● **PASSAGE GIVEN**:
· · · · ·
Chapter 237 of 399 · 2303 words · ~12 min read

book iii

. chap. iv._

[406-1] See Chapman, page 37.

Nobilitas sola est atque unica virtus (Nobility is the one only virtue).--JUVENAL: _Satire viii. line 20._

[406-2] The first stanza is quoted in full, and the last line of the second, by Shakespeare in "Othello," act ii. sc. 3.

[406-3] The poor soul sat sighing by a sycamore tree, Sing all a green willow; Her hand on her bosom, her head on her knee, Sing willow, willow, willow.

_Othello, act iv. sc. 3._

[406-4] Quoted by Shakespeare in Second Part of "Henry IV.," act ii. sc. 4.

[406-5] Quoted by Shakespeare in "Twelfth Night," act ii. sc. 3.

EDMUND BURKE. 1729-1797.

The writers against religion, whilst they oppose every system, are wisely careful never to set up any of their own.

_A Vindication of Natural Society._[407-1] _Preface, vol. i. p. 7._

"War," says Machiavel, "ought to be the only study of a prince;" and by a prince he means every sort of state, however constituted. "He ought," says this great political doctor, "to consider peace only as a breathing-time, which gives him leisure to contrive, and furnishes ability to execute military plans." A meditation on the conduct of political societies made old Hobbes imagine that war was the state of nature.
· · · · ·
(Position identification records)

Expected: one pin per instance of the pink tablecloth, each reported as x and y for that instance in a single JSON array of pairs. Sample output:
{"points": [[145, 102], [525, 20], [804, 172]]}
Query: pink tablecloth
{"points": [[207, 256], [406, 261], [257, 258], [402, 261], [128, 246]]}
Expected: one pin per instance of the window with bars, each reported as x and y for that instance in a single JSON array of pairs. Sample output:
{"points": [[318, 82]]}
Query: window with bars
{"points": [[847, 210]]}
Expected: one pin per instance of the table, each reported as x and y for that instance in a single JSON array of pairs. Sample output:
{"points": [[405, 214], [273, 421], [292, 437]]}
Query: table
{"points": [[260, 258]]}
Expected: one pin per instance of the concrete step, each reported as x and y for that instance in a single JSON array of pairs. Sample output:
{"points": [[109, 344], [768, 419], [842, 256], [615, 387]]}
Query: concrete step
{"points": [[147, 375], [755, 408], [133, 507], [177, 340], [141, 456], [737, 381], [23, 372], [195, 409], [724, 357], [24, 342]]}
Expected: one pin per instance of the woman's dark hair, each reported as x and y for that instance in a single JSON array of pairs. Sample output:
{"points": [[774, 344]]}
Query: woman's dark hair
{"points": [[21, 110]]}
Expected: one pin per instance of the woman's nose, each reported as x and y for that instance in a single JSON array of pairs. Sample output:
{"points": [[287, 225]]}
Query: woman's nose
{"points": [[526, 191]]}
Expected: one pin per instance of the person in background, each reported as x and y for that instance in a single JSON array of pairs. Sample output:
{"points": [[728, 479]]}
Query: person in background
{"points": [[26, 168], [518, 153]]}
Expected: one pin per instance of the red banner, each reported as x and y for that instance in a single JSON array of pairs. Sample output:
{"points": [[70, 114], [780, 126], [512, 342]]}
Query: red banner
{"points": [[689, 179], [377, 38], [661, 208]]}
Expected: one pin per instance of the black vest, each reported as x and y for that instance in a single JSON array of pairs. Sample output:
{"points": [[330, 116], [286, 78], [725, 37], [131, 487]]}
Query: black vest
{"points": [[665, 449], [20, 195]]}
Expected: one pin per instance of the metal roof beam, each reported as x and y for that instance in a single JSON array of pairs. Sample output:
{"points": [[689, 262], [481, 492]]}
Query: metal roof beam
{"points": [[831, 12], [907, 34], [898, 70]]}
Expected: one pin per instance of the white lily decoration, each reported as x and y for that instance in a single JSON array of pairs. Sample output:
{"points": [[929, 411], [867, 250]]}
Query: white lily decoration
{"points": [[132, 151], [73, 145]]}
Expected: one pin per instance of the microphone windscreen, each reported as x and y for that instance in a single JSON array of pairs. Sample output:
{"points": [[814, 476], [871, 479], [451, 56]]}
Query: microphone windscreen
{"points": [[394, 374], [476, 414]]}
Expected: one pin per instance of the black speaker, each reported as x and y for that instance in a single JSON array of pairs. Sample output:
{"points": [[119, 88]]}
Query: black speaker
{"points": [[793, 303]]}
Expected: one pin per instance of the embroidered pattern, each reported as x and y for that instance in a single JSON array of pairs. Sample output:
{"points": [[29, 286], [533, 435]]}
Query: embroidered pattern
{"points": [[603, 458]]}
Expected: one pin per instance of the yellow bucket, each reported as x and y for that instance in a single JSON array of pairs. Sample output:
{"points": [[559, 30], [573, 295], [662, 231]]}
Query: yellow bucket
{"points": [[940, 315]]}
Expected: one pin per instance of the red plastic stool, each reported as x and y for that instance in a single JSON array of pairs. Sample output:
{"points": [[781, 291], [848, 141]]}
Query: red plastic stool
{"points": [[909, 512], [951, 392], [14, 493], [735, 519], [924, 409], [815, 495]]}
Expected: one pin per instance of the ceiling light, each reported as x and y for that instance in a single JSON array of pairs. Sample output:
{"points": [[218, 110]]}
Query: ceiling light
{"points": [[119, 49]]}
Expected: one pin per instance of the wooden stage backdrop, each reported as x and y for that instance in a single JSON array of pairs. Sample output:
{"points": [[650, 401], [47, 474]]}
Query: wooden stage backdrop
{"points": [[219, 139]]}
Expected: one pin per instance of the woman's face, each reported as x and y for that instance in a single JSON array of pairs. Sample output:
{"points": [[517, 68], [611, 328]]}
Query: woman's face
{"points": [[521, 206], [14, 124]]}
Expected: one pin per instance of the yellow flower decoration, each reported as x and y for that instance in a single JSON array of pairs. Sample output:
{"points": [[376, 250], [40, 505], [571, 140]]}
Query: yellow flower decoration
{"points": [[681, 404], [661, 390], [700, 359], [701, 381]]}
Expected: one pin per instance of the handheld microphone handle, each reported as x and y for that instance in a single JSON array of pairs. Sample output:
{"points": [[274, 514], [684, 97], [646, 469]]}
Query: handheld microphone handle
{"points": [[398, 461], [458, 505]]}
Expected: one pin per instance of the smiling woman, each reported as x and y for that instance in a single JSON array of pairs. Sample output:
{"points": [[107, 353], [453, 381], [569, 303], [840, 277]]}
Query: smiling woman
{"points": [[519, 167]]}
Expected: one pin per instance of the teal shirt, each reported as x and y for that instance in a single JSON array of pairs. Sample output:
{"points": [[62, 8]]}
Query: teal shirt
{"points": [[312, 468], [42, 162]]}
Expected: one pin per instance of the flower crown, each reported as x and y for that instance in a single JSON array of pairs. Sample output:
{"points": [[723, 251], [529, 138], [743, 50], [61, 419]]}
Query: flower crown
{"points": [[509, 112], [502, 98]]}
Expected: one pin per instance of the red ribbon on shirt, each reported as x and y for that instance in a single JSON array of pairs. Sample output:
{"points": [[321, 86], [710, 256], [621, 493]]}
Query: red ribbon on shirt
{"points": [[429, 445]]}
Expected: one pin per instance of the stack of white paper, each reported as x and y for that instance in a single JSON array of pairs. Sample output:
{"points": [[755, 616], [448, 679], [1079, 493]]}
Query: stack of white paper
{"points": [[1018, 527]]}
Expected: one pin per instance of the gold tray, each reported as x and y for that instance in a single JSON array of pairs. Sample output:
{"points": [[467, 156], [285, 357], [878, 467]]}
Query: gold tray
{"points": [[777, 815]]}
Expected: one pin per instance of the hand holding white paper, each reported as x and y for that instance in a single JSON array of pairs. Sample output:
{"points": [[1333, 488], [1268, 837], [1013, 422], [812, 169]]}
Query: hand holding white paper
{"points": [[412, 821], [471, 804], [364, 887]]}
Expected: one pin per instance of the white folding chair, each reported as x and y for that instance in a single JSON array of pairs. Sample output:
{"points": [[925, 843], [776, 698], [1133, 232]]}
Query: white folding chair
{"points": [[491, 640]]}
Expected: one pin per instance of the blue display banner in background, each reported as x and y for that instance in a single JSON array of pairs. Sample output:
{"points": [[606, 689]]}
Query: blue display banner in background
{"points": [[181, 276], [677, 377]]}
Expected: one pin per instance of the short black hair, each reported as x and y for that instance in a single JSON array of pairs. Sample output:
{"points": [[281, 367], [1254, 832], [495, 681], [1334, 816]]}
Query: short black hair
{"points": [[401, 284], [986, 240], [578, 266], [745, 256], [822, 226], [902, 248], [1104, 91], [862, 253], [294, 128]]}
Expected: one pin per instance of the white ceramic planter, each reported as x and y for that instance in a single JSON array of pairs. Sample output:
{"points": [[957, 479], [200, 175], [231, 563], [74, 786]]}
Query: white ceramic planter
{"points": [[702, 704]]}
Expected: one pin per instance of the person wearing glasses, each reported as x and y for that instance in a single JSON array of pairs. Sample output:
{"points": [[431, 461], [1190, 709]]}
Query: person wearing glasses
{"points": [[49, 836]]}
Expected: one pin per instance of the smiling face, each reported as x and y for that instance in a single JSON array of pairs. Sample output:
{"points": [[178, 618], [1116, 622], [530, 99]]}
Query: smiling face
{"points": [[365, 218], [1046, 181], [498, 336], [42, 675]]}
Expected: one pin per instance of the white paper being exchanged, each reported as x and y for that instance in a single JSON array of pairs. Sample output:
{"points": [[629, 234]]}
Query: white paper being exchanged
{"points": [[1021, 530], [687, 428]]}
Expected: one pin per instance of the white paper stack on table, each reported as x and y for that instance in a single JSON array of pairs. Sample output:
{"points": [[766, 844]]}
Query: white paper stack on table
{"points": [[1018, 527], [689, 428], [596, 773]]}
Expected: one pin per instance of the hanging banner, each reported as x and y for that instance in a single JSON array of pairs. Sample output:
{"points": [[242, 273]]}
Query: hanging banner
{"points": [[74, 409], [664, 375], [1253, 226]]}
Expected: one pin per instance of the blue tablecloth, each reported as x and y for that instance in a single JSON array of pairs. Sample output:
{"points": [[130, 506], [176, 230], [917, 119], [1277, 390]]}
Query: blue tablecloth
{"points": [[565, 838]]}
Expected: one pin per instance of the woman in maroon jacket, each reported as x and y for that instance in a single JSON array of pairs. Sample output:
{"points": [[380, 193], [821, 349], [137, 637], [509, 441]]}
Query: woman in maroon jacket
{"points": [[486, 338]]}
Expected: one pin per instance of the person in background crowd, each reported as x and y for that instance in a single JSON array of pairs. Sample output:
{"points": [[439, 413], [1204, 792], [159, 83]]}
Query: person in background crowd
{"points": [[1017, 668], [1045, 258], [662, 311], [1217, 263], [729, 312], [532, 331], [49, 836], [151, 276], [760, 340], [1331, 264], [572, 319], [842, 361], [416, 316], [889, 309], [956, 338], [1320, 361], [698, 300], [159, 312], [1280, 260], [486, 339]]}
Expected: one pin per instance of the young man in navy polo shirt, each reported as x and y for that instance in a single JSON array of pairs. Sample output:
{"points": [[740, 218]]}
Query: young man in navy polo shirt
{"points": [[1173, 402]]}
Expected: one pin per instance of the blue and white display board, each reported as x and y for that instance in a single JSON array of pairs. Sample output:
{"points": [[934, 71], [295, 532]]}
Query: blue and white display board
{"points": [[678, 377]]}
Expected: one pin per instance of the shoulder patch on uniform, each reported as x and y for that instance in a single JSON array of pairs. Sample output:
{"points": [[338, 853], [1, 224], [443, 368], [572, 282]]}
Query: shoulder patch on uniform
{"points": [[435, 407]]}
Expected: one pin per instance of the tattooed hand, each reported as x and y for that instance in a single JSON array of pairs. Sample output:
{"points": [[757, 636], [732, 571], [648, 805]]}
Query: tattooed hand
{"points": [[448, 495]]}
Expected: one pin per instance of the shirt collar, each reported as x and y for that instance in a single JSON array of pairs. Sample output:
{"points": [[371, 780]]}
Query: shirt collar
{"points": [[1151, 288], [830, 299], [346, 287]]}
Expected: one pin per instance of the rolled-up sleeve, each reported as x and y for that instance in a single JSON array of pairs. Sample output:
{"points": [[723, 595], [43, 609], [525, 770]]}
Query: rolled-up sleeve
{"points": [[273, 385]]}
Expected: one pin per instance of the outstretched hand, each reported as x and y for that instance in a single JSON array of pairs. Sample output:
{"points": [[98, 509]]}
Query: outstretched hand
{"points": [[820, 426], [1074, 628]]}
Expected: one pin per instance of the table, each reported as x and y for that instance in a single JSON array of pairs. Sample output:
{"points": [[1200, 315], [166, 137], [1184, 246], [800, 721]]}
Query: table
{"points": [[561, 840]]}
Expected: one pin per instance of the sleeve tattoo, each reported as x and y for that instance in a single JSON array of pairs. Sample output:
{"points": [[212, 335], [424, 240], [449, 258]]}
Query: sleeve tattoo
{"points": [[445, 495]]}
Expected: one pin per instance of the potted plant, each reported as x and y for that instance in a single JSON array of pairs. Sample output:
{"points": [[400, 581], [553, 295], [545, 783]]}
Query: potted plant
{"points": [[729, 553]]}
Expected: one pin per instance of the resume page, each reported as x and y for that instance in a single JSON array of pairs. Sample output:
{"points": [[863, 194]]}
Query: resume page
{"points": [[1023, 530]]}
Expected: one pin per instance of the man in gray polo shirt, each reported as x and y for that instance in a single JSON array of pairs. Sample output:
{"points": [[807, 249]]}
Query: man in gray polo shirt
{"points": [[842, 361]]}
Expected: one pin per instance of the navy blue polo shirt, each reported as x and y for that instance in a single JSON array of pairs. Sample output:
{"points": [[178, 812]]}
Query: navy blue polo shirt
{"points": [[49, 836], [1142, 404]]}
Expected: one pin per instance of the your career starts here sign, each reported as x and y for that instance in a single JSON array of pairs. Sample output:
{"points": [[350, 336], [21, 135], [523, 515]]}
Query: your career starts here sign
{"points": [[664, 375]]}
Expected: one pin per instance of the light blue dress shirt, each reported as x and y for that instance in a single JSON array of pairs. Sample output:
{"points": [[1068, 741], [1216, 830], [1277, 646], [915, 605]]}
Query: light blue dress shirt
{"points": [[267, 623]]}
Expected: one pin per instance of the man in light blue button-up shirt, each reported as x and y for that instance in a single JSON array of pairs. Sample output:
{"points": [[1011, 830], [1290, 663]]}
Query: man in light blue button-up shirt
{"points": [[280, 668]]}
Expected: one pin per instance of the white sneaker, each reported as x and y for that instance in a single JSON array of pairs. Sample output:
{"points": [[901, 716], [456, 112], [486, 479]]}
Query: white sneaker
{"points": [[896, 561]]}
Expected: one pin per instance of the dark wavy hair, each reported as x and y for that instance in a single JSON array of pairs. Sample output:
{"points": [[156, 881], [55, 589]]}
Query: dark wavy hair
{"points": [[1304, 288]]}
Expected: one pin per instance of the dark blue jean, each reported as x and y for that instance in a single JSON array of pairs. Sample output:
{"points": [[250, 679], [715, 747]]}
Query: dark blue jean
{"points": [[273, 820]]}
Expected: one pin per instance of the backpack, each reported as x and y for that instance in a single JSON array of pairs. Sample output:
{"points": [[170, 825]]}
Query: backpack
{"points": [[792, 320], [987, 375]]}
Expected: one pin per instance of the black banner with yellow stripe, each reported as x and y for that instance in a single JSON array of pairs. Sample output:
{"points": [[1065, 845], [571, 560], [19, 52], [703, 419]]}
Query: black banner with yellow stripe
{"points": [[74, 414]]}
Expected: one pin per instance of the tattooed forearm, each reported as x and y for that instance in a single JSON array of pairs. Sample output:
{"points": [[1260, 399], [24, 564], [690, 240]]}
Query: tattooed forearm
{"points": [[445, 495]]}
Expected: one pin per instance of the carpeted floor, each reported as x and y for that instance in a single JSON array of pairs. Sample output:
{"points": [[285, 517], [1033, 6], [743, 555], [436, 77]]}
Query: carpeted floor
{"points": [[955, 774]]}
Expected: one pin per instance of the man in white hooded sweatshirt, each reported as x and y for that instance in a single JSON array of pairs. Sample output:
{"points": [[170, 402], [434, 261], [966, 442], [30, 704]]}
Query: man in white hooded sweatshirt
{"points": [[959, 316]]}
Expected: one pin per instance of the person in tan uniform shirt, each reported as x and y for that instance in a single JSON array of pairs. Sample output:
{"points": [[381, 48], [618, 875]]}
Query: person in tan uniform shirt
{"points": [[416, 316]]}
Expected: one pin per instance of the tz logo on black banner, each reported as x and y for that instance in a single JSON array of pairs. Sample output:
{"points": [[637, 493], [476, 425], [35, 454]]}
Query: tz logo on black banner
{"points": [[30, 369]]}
· · · · ·
● **EXERCISE REQUIREMENTS**: Reproduce everything in the quotation passage from "[406-2] The first" down to "act ii. sc. 4.".

● **WORKED SOLUTION**:
[406-2] The first stanza is quoted in full, and the last line of the second, by Shakespeare in "Othello," act ii. sc. 3.

[406-3] The poor soul sat sighing by a sycamore tree, Sing all a green willow; Her hand on her bosom, her head on her knee, Sing willow, willow, willow.

_Othello, act iv. sc. 3._

[406-4] Quoted by Shakespeare in Second Part of "Henry IV.," act ii. sc. 4.